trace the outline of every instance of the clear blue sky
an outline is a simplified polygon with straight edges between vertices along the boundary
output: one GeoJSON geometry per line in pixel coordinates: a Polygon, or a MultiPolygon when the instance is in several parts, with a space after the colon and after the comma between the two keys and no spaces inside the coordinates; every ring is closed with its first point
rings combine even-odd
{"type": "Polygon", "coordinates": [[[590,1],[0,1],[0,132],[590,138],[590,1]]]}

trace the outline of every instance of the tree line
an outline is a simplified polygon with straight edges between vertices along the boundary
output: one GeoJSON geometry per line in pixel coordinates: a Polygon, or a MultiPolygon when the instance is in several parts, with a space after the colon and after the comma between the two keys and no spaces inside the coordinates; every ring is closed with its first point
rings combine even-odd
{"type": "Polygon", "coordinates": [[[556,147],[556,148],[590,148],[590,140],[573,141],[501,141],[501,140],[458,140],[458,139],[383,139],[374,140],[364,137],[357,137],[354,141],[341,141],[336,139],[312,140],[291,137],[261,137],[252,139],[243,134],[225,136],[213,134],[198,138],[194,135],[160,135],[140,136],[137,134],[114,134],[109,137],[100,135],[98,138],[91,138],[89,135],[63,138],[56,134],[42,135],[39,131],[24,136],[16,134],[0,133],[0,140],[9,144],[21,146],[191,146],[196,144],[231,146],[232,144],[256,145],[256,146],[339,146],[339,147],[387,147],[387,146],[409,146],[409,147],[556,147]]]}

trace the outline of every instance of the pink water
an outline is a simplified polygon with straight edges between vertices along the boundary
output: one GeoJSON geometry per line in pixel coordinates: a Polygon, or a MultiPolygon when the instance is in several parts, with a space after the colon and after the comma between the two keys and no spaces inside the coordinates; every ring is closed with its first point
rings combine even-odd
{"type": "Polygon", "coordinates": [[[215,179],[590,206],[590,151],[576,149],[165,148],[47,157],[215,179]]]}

----------

» **Exercise brief**: Express the rows from the line with "trace the outline of every instance of the pink" up to and including the last line of the rows as a JSON list of strings, one string per line, with blank lines left out.

» **Expected answer**:
[
  "trace the outline of every instance of the pink water",
  "an outline is a simplified polygon with straight edges between vertices along the boundary",
  "output: one GeoJSON geometry per line in pixel coordinates: a Polygon, or a MultiPolygon when the instance is in several parts, with a space after the colon and after the comma between the two keys and no spaces inside the coordinates; every ring is closed with its first point",
  "rings combine even-odd",
  "{\"type\": \"Polygon\", \"coordinates\": [[[215,179],[590,206],[590,151],[576,149],[165,148],[47,157],[215,179]]]}"
]